AIM OF THE TASK: Retype all the records with nothing changed.

Excerpts from point annotation data:
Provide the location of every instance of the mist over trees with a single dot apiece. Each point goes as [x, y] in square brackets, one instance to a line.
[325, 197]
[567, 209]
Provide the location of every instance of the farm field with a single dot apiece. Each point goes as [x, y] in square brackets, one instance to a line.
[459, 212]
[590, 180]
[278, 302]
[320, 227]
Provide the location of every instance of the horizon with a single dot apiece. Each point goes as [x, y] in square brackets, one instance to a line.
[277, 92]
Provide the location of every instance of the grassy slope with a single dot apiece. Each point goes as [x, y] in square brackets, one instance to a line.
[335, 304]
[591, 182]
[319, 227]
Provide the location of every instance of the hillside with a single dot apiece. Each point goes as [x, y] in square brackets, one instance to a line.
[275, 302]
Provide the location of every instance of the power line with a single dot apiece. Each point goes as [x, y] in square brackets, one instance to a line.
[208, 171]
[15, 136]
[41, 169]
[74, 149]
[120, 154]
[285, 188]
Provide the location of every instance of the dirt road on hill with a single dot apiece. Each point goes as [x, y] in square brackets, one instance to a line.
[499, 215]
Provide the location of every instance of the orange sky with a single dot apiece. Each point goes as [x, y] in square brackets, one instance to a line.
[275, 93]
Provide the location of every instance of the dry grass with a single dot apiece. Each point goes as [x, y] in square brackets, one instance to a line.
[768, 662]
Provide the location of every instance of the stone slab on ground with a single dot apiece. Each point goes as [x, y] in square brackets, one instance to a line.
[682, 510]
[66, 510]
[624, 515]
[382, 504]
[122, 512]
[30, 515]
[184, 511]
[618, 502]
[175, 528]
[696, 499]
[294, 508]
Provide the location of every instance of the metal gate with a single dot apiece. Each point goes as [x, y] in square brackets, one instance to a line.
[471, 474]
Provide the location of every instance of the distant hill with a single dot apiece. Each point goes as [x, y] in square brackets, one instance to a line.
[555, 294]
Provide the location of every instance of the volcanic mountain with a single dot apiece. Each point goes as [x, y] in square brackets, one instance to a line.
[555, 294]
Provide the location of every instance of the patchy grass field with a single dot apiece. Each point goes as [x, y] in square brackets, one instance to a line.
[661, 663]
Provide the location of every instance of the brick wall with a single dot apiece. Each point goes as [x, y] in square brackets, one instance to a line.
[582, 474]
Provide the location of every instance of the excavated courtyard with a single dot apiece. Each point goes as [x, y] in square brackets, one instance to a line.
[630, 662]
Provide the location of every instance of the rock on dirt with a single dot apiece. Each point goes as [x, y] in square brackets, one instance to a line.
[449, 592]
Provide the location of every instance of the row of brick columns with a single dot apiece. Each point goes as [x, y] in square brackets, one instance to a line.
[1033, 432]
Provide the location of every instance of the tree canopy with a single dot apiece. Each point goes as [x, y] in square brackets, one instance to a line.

TASK SOLUTION:
Provide the location of every instance of the mist over trees with a single dot apiece. Each point goes as [x, y] in square brackets, one instance to a line.
[325, 197]
[567, 209]
Provide the location of every instance of the farm field with a single dot apiece. Each point goes as [x, y] in square brackets, one instance to a line.
[459, 212]
[590, 180]
[278, 302]
[320, 227]
Provide the location of every instance of the horizon with a single dot apiece. Each point goes as [x, y] in square brackets, one instance to a line.
[277, 92]
Provide the location of every instance of the grassy slope with a single dot apiece. Each point goes as [x, y] in square brackets, one instance to a line.
[335, 304]
[591, 182]
[319, 227]
Provide the location of every instance of the hillside with a single dot apiece. Each point goes as [x, y] in square brackets, one instance to a line.
[275, 302]
Provide the location of every instance of the power line with a single dot apiece. Each point goes as [x, y] in square brackets, one instance to a line.
[208, 171]
[15, 136]
[41, 169]
[74, 149]
[120, 154]
[285, 188]
Provide the location of every instance of the dirt road on hill with a single dot apiece. Each point goes as [x, y] in square brackets, one instance to a line.
[499, 215]
Provide the location of every instance of the orange sky with a single dot apiece. Each point goes as [x, y] in square brackets, one instance to a line.
[275, 93]
Provide the location of every instance of the dry grass with a single dot apiece. Each point goes as [x, y] in square brackets, one instance to a line.
[768, 662]
Provide the location of every instance of the stone slab on ground with a single dot apiece. Each point goes as [x, y] in square brackets, one instance to a line.
[682, 510]
[66, 510]
[624, 515]
[382, 504]
[122, 512]
[30, 515]
[184, 511]
[618, 502]
[175, 528]
[696, 499]
[294, 508]
Provide the location of every instance of the metal gate with a single dot apiece. Each point goes as [x, y] in square brackets, one instance to a line.
[471, 474]
Provide the location of every instance of the distant hill with a single dot apiece. Each point goes as [x, y] in square brackets, one instance to a line.
[555, 294]
Provide the location of every instance of the volcanic mountain with a single dot apiece. Each point goes as [x, y] in square brackets, one instance to a line.
[555, 294]
Provide the location of every instance of the patchy grass field with a single dot apiece. Each point goes as [x, y] in square brackets, one instance to a line.
[661, 663]
Provide the location of every instance of the brick wall with a single dot apiece. Each point goes as [x, y] in square brackets, one instance to a line.
[582, 474]
Provide the location of every instance of the excavated courtyard with a single dot apiece. Each point goes as [x, y] in square brackets, one instance to a line.
[630, 662]
Provide the location of every instance of the rock on dirt with a single dot apiece. Each point goes as [x, y] in square brackets, one instance to a line.
[449, 592]
Provide the location of every instance of the row of brick columns with a single dot apiece. Each point goes as [x, y] in square brackets, one instance to a line.
[1033, 432]
Provide the location of every instance of the tree canopy with a single dot apiece. Each point goes as [x, y] in square brackets, one instance to a line.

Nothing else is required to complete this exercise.